**TASK TO COMPLETE:** Rewrite the entries below, changing every "instance" to "occurrence" and leaving everything else unaltered.

────

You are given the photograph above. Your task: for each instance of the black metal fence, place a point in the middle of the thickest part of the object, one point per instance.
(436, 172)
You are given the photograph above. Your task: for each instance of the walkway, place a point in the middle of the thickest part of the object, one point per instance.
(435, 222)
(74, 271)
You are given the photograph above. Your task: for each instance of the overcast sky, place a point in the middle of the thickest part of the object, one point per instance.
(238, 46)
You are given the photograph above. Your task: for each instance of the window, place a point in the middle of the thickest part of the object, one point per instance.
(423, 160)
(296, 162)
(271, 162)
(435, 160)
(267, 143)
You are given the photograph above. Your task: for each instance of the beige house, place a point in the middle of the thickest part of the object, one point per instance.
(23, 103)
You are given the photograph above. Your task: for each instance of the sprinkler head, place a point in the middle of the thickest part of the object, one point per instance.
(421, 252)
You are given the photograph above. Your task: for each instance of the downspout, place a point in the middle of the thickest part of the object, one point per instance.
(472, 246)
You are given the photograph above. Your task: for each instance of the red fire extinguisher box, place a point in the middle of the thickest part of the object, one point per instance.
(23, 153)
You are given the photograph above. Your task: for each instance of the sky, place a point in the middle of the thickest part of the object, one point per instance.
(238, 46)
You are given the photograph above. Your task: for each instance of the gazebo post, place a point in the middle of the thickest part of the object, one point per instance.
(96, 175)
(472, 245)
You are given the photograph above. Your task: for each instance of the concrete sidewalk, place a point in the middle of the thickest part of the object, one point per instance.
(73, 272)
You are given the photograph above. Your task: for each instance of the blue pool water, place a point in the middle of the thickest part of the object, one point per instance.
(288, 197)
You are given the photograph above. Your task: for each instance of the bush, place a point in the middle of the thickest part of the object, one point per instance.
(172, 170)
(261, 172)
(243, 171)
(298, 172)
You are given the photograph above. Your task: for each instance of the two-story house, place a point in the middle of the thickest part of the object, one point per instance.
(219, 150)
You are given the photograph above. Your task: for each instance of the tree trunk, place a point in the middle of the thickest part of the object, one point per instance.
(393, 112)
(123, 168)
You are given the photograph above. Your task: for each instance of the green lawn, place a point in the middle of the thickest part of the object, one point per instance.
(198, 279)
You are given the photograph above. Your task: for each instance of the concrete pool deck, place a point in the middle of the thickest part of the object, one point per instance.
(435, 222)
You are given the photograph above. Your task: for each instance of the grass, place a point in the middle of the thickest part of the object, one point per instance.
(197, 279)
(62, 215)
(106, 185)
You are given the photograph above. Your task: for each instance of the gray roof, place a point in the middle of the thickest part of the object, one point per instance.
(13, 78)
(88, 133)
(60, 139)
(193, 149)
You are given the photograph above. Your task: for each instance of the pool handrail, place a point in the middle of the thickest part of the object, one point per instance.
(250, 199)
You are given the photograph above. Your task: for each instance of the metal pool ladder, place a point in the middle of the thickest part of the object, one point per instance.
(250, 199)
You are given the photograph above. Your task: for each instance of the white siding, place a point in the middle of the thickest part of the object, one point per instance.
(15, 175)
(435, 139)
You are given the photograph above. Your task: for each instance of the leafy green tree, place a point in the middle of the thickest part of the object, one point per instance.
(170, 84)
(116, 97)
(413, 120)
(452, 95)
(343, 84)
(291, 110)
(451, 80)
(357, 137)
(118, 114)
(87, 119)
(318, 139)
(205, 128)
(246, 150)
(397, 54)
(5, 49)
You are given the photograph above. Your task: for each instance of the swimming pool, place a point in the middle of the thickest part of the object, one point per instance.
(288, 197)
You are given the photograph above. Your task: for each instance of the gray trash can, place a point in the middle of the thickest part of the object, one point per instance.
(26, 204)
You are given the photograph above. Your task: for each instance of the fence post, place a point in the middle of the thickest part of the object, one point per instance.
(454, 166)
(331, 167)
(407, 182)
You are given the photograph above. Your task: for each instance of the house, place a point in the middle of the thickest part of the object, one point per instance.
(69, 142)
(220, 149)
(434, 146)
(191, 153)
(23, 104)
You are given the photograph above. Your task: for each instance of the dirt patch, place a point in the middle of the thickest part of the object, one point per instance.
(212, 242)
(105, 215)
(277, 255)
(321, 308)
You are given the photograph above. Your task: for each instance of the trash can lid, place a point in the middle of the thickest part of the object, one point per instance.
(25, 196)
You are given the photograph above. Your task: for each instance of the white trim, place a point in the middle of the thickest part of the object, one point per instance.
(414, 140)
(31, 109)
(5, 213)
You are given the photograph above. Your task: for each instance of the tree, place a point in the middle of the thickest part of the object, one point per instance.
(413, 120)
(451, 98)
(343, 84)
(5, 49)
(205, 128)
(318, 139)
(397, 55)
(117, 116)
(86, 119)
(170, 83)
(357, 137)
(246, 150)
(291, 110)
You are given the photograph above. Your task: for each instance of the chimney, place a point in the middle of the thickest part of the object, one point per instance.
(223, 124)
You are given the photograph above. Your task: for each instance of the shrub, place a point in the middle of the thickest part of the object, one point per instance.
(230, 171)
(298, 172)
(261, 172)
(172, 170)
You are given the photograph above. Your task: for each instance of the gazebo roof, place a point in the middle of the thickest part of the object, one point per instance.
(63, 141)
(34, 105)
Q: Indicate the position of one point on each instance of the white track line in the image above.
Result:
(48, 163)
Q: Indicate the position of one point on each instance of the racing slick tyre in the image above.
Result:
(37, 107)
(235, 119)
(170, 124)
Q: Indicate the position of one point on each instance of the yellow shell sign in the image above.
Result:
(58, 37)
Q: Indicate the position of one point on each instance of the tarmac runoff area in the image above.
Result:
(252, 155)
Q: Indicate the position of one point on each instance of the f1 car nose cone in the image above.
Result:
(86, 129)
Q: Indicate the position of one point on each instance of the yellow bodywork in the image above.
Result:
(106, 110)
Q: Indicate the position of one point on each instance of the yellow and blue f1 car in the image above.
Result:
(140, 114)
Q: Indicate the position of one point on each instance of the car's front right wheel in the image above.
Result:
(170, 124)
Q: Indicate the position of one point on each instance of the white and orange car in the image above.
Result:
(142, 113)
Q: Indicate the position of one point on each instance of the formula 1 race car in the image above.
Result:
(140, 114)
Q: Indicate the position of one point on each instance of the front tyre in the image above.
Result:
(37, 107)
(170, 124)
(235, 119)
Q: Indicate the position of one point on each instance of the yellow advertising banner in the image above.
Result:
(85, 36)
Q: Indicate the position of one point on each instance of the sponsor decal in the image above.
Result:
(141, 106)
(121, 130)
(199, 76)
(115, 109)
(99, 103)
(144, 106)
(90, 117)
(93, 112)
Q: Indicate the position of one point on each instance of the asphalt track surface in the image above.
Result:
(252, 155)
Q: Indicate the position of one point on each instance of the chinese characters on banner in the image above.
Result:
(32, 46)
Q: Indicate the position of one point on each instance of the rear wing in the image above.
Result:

────

**WRITTEN ANSWER:**
You are given the photograph above. Your task: for each occurrence of the black metal fence, place a point in the middle of the thickest part of the object, one point per occurrence.
(436, 172)
You are given the photograph above. Your task: for each occurrence of the walkway, place a point in the middle of the thickest part of the object, one point per occurrence.
(435, 222)
(74, 271)
You are given the photograph above. Your task: for each occurrence of the overcast sky, place a point in the middle of the thickest part of the object, one point per occurrence.
(238, 46)
You are given the photograph above. Your task: for each occurrence of the window, place a point in the middle of the thickest part of the object, one point per occurrence.
(423, 160)
(296, 162)
(271, 162)
(435, 160)
(267, 143)
You are given the photograph above. Your task: for each occurrence of the beige house, place a point in the middle of the thickest part of the object, one point per occurrence.
(23, 103)
You are given the photograph above. Your task: for each occurrence of the sprinkler head, place a point in the middle of the thickest part of the object, one point per occurrence.
(421, 252)
You are given the photograph above. Your task: for each occurrence of the downspout, place a point in the middle of the thickest part of the object, one point per occurrence.
(472, 246)
You are given the photograph above. Your task: for each occurrence of the red fire extinguisher box, place a point in the middle of the thickest part of the object, one point per occurrence.
(23, 153)
You are given the photograph above. Your task: for each occurrence of the sky, place a point in the middle of the thickest part of the object, one point per occurrence.
(238, 46)
You are given the photograph above. Your task: for each occurrence of the gazebo post, place a point in the middle of the thickest part of the object, one point per occurrence.
(96, 175)
(472, 245)
You are given the photograph above. Your task: for each occurrence of the concrete sidewalk, place a point in the middle of the thickest part of the object, one point per occurrence.
(73, 272)
You are given the photograph above. Your task: for each occurrence of the blue pool water, place a point in the middle of the thickest part of the object, one point per occurrence.
(288, 197)
You are given the photograph above. Your task: for each occurrence of the bush, place a point in the middle of the thickest part of the object, one point per occurrence.
(172, 170)
(261, 172)
(243, 171)
(298, 172)
You are given the photograph above. Your task: for each occurrence of the two-story house, place a point in the middle of the thickest part of the object, one point per occurrence.
(219, 150)
You are given the photograph above. Your task: for each occurrence of the tree trunk, place a point in the middle of the thickest part of the object, one point per occurrence.
(393, 112)
(123, 168)
You are given the photograph above. Your task: for each occurrence of the green lawn, place a point in the middle of the thickest part of the object, one point per occurrence.
(198, 279)
You are given the photograph above. Your task: for each occurrence of the concrete pool deck, place a point in the middle of the thickest part of the object, one point per occurrence.
(435, 222)
You are given the photograph above. Your task: for each occurrence of the grass, place a point in the middle of the thickest part of the object, one point per occurrence.
(197, 279)
(62, 215)
(106, 185)
You are given the photograph above. Your task: for each occurrence of the gray roof, place a point in the middle of the thickest part of the object, one point per occurrence.
(13, 78)
(88, 133)
(60, 139)
(193, 149)
You are given the photograph above. Your task: for each occurrence of the pool handrail, place a point in the middle of the thickest part of the object, one point per occurrence.
(250, 199)
You are given the photograph above. Your task: for each occurrence of the metal pool ladder, place a point in the middle of the thickest part of the object, one point per occurrence.
(250, 199)
You are given the photograph above. Your task: for each occurrence of the white siding, place a point in the middle of the thickest part of the object, one point per occurrence.
(15, 175)
(435, 139)
You are given the photograph above. Your task: for each occurrence of the leafy green tree, place a point in the middle of the thickest part of the object, one point per occurrence.
(170, 84)
(116, 97)
(413, 120)
(452, 95)
(343, 84)
(291, 110)
(451, 80)
(357, 137)
(118, 114)
(87, 119)
(318, 139)
(205, 128)
(246, 150)
(397, 54)
(5, 49)
You are given the photograph above. Your task: for each occurrence of the swimming pool, place a point in the middle of the thickest part of the object, one point per occurrence.
(288, 197)
You are given the photograph above. Your task: for each occurrence of the gray trash can, place a point in the middle of the thickest part of the object, one point per occurrence.
(26, 204)
You are given the photograph above. Your task: for each occurrence of the fence post, place a point in the middle of the thickest part of the object, one point per occurrence.
(454, 166)
(331, 167)
(407, 182)
You are given the photograph above. Your task: for each occurrence of the house, place a point in the middle of the thickest part of the object, one point per occurrence.
(69, 142)
(220, 149)
(434, 146)
(191, 153)
(23, 104)
You are given the photograph above. Your task: for each occurrence of the dirt patch, place a point in the middle of the thickest part of the object, one point per occurrence.
(212, 242)
(105, 215)
(277, 255)
(321, 308)
You are given the photograph above. Your task: for each occurrence of the trash can lid, place a point in the middle of the thickest part of the object, one point per occurrence.
(25, 196)
You are given the photograph above. Your task: for each occurrence of the white trim, place a point in the middle of the thickest part of the object, one point per occurrence.
(414, 140)
(31, 109)
(5, 213)
You are given the photograph above. Your task: for each occurrence of the tree, place a point in the middle of the thickest part of the object, one point per occurrence.
(413, 120)
(451, 98)
(343, 84)
(5, 49)
(205, 128)
(318, 139)
(397, 55)
(117, 116)
(86, 119)
(170, 83)
(357, 137)
(246, 150)
(291, 110)
You are given the photograph above. Your task: for each occurrence of the chimney, place a point in the middle of the thickest part of the object, one point per occurrence.
(223, 124)
You are given the photograph above. Your task: for each occurrence of the shrub, place a point in the middle of the thickest part of the object, one point per occurrence.
(230, 171)
(298, 172)
(261, 172)
(172, 170)
You are given the photograph above. Your task: for each occurrence of the gazebo roof, place a point in the middle of the thickest part of the object, one point per occurrence.
(63, 141)
(34, 105)
Q: Indicate the position of one point on each occurrence of the white track line in the image above.
Result:
(48, 163)
Q: Indicate the position of one point on each occurrence of the racing slick tyre in the image above.
Result:
(37, 107)
(235, 119)
(170, 124)
Q: Indicate the position of one point on each occurrence of the yellow shell sign in the image above.
Result:
(58, 37)
Q: Indicate the position of one point on each occurrence of the tarmac runoff area in the image above.
Result:
(252, 155)
Q: Indicate the position of one point on each occurrence of the f1 car nose cone in the image above.
Result:
(86, 129)
Q: Indicate the position of one point on each occurrence of the yellow bodywork in the image above.
Result:
(106, 110)
Q: Indicate the position of one point on each occurrence of the yellow and blue f1 car in the image above.
Result:
(140, 114)
Q: Indicate the position of one point on each occurrence of the car's front right wheel in the image above.
Result:
(170, 124)
Q: Indicate the position of one point on each occurrence of the white and orange car in the image above.
Result:
(142, 113)
Q: Indicate the position of one point on each occurrence of the formula 1 race car in the image above.
Result:
(140, 114)
Q: Indicate the position of one point on each occurrence of the front tyre in the image above.
Result:
(37, 107)
(170, 124)
(235, 119)
Q: Indicate the position of one point on each occurrence of the yellow advertising banner in the image above.
Result:
(85, 36)
Q: Indicate the position of one point on each occurrence of the sponsor decal in the image above.
Result:
(141, 106)
(121, 130)
(199, 76)
(115, 109)
(99, 103)
(144, 106)
(90, 117)
(93, 112)
Q: Indicate the position of one point on each occurrence of the asphalt track surface in the image above.
Result:
(252, 155)
Q: Indicate the position of one point on each occurrence of the chinese characters on banner in the image above.
Result:
(32, 46)
Q: Indicate the position of one point on each occurrence of the rear wing in the image above.
Result:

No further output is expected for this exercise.